======== SUPPLIED PASSAGE

Replacing discrimination with opportunity for older workers

| Apr 23, 2021 | Age Discrimination |

Discrimination against older workers can have detrimental effects on victims’ ability to provide for their needs. Ageism can destroy professional relationships, reduce productivity and contribute to a harmful work environment.

Contrary to what some employers may think, older workers can provide considerable value to an organization. Leaders who find creative ways to collaborate with their aging workforce can reap positive results while also helping older workers enjoy promising opportunities.

Develop inclusive policies and benefits

Age can affect a worker’s mobility and skills. It can also impact the opinions others form regarding capability and purpose. According to the Centers for Disease Control and Prevention, some of the risks that older workers face include health disparities and unrealistic working conditions. They may also have less opportunity to participate in training.

================
======== DATA SUPPLIED

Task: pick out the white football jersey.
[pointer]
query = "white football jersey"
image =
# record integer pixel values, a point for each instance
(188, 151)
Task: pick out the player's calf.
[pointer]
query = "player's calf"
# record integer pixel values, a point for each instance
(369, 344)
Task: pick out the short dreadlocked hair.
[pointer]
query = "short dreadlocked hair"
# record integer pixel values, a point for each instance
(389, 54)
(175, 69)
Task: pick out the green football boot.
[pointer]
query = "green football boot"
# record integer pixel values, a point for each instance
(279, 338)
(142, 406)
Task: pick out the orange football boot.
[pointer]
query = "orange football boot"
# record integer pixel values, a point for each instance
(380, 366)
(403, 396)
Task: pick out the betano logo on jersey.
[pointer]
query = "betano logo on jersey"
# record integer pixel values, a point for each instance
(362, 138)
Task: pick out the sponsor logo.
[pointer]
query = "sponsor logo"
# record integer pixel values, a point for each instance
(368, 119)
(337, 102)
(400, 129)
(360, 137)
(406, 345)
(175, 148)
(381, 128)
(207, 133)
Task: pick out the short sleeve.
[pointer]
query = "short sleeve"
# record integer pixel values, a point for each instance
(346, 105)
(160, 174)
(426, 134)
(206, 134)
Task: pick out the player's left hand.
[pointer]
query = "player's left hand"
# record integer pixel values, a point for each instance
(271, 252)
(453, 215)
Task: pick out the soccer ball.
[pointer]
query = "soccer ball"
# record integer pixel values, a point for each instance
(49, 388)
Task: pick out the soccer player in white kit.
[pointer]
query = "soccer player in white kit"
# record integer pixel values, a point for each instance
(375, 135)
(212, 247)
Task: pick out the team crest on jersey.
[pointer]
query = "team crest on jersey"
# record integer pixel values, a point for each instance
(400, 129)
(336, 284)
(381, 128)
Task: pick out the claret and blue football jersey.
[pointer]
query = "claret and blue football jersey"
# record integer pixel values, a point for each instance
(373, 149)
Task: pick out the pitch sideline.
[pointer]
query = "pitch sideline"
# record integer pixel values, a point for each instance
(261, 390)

================

▶ _EXERCISE SET_:
1. Answer these about the older-workers passage:
(a) What three harms does it say ageism can cause at work?
(b) Which organization does it cite about the risks older workers face?
(c) What two risks does it name from that source?
2. Please write the next part of the older-workers passage, picking up after its final sentence.
The listing has no connection to the older-workers passage.

▶ _TASK RESULTS_:
1.
(a) Ageism can destroy professional relationships, reduce productivity and contribute to a harmful work environment.
(b) The Centers for Disease Control and Prevention.
(c) Health disparities and unrealistic working conditions.

2.
Employers can improve the work experience for their older workers through the creation and implementation of inclusive policies and benefits. Some examples include the following:

  • Providing training opportunities to educate about new technology
  • Continuing retirement benefits regardless of age
  • Encouraging participation in a wellness program
  • Supplying opportunities for flexible scheduling

Assess and capitalize on strengths

Employers can benefit from helping younger workers see the value of working alongside more experienced employees. According to U.S. Equal Employment Opportunity Commission, harassment can include teasing, hostility and off-hand comments. Employers that prioritize inclusion and develop a culture of respect and dignity can combat this kind of detrimental behavior.

One consideration is for employers to develop a mentorship program based on the strengths, experience and competencies of their older workers. They can pair senior members of their workforce with less-experienced employees and facilitate learning opportunities. Employers can also assess the skills of older workers and capitalize on their core strengths to enhance project success.